#### EXERCISE PASSAGE:

Mark de Wever <koraq <at> xs4all.nl>:
> > On the other hand, one of the things that experience tells me is that
> > a Wesnoth migration would be a huge, messy project.  The sheer size
> > of the repo would produce a scale problem in itself - a full download of
> > all branches runs my development machine out of disk space!
> 
> I assume that is before you do a git repacking operation. Our git-svn
> repo is less than 2 GB and AFAIK only misses the website branch.

I was talking about a svn download. :-)

> > This doesn't mean it can't be done.  It does mean it can't be done
> > *quickly*.  But we probably want to wait until I ship reposurgeon 2.0
> > anyway; I'm still chasing some bugs in the svn support.
> 
> Haven't looked at reposurgeon yet, but if that tool can make it easier
> the better :-)

#### RECORD EXTRACTS:

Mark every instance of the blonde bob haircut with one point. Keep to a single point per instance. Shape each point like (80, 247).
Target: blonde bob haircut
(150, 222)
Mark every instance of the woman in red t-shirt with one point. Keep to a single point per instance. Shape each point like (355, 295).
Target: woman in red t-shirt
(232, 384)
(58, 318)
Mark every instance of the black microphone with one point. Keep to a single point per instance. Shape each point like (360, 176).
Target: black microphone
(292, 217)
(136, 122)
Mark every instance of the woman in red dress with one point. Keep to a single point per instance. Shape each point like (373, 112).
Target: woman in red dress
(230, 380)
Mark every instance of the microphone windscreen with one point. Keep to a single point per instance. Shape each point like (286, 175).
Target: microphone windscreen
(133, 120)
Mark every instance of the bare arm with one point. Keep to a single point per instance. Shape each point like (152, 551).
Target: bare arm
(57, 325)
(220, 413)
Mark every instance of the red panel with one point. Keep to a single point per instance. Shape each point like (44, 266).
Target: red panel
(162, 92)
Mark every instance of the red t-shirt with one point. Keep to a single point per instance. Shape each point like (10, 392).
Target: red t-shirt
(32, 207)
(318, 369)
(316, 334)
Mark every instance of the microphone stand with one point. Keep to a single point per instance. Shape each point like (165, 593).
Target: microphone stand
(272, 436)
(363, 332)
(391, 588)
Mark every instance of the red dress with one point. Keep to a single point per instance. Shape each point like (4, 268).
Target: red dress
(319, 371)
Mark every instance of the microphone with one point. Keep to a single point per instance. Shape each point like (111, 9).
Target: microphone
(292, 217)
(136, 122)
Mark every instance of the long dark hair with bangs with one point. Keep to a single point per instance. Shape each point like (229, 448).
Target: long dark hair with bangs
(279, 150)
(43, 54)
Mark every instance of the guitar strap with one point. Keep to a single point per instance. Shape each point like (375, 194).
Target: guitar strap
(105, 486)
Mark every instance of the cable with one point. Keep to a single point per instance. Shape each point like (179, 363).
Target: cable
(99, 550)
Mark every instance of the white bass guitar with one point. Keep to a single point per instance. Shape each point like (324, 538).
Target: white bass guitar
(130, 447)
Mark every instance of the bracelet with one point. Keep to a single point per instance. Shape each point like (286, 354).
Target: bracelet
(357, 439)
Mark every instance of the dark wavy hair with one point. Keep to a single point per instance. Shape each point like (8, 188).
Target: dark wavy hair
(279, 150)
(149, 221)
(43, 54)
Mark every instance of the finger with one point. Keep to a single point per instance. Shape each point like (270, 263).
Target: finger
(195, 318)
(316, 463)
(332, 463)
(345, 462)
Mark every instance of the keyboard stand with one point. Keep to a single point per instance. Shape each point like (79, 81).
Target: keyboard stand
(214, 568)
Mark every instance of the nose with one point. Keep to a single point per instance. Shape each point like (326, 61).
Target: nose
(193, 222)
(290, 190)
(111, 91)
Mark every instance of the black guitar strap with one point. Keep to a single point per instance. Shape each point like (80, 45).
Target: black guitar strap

#### TASKS AND EXERCISES:
• A. Answer these questions about the email exchange on migrating the Wesnoth repository:
(i) What size is the git-svn repo said to be?
(ii) Which release of reposurgeon does the writer suggest waiting for?
(iii) What kind of download had the writer been talking about?
• B. Continue the email exchange on migrating the Wesnoth repository, starting after its last line.

#### ANSWER SECTION:
• A.
(i) Less than 2 GB.
(ii) Reposurgeon 2.0.
(iii) An svn download.

• B.
reposurgeon is a repository surgery tool; one of its main uses is for
high-quality repository conversions.  See http://catb.org/~esr/reposurgeon/

The 2.x version will have direct support for reading (though not
writing) Subversion repos.  Already, even with its known bugs, it's
the best svn-to-git converter in existence - because it's the only one
that can handle mixed-branch commits.

> > However, I think we should probably begin preparing for a move.  Gna
> > is understaffed and undermaintained, and the Gna codebase is creaking
> > and old. I would feel much more secure if the repo were migrated to
> > somewhere like github or gitorious.